» Source data:
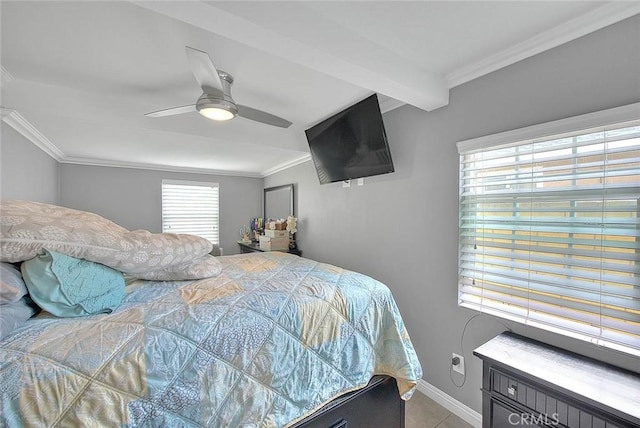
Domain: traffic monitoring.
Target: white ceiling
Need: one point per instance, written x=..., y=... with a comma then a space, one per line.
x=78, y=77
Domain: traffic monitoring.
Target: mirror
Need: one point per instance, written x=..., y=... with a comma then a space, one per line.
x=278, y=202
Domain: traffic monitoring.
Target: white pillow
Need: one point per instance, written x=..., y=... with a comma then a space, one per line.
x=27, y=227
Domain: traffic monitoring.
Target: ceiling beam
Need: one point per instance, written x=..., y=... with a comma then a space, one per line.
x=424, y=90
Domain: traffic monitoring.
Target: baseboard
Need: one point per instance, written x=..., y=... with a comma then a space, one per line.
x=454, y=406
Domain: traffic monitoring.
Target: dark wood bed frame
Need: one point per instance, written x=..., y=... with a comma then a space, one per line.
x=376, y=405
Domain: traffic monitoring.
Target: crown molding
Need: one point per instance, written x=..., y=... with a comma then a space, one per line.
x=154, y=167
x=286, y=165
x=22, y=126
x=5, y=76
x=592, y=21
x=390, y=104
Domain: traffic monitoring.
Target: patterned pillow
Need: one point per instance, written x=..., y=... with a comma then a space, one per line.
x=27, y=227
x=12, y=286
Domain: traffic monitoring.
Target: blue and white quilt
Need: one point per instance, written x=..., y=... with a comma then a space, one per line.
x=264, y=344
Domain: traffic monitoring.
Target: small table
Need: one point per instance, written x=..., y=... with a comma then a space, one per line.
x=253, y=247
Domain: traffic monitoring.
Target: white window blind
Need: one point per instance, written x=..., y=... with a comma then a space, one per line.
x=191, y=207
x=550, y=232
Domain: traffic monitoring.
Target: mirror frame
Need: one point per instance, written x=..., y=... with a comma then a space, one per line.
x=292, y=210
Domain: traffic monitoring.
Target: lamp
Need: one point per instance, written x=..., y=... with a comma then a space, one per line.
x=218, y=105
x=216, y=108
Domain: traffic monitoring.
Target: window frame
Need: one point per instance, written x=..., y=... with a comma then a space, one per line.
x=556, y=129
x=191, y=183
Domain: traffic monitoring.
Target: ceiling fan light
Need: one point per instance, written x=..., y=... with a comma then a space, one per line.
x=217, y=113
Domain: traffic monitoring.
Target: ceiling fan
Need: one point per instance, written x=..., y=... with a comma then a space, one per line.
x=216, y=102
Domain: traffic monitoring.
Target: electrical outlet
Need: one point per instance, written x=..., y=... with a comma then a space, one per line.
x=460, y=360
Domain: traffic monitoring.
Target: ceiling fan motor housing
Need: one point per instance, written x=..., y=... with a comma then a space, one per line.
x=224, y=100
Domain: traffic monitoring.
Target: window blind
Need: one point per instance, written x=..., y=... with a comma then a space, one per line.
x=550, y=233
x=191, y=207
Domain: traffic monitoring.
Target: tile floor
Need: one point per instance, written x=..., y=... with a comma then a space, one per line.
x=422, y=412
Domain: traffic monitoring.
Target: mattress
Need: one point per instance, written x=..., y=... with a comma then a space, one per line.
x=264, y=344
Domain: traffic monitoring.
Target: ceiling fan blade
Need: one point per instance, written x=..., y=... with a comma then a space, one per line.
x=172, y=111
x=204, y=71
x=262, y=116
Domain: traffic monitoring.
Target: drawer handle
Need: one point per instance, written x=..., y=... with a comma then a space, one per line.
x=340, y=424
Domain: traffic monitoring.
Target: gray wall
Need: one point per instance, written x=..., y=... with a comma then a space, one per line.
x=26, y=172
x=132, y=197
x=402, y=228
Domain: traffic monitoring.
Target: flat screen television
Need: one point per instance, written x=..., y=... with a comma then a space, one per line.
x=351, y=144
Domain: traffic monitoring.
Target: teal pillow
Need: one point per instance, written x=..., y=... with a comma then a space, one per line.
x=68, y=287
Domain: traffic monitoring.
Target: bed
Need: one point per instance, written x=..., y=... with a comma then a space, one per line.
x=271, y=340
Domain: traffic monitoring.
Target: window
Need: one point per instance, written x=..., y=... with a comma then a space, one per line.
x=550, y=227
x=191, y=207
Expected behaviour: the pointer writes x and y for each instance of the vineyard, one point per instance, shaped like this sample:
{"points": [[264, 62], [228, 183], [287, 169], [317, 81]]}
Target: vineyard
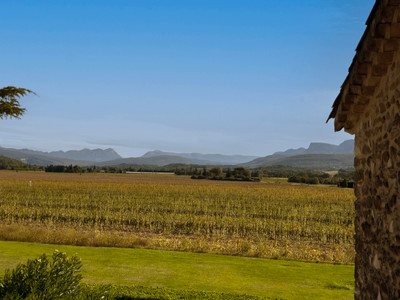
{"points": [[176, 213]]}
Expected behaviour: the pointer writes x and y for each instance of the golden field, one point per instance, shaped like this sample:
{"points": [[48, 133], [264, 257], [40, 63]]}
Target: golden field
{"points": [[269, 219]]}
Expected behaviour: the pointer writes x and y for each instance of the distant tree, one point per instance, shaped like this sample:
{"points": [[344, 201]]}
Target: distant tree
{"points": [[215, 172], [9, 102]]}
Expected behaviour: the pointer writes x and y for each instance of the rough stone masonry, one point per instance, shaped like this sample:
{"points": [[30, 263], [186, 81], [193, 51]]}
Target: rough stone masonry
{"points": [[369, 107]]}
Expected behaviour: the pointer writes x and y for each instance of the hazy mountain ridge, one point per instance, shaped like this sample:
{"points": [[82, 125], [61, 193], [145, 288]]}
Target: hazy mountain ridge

» What the task asks: Rescale the stretch from the start of the records through the line containing "x=253, y=247", repeating every line in full and multiplying each x and y point coordinate by 0.25, rounded to a whole number with halves going up. Leave the pictures out of the output.

» The completed task:
Domain: traffic monitoring.
Target: white ceiling
Need: one point per instance, written x=..., y=... with a comma then a space, one per line.
x=20, y=19
Domain: traffic monitoring.
Target: mirror
Need: one point per instance, written x=..., y=... with a comma then a space, one per line.
x=70, y=51
Domain: traffic monitoring.
Target: white pillow
Need: one point per instance, written x=..., y=... with a comma then a space, one per line.
x=7, y=57
Domain: traffic monitoring.
Target: ceiling beam
Need: one point per instance, written x=..., y=... with a comma then a space, one per line.
x=106, y=23
Domain: traffic monitoring.
Target: baseboard
Need: one point per instance, written x=..., y=... with a comma then a space, one per line.
x=114, y=102
Domain: traffic monitoring.
Target: dark wood bed frame
Need: one point per instance, written x=..., y=... with a comma then a space, one per line.
x=94, y=101
Domain: traffic monitoring.
Target: crown molding
Need: one point per instance, written x=..., y=... with a comma then a space, one per line.
x=39, y=42
x=72, y=41
x=6, y=32
x=1, y=19
x=148, y=5
x=98, y=26
Domain: traffic monitoring.
Target: patterned pillow
Need: one point per instance, written x=..., y=... with a comma then a space, one per line.
x=7, y=57
x=3, y=72
Domain: traffic monitoring.
Target: blue and white quilt
Need: one point per instance, written x=..., y=... with a comma then a space, one per line.
x=66, y=86
Domain: traffic monitoring.
Target: small table
Need: one point per instance, written x=..., y=... with a comma then a space, one per line.
x=63, y=62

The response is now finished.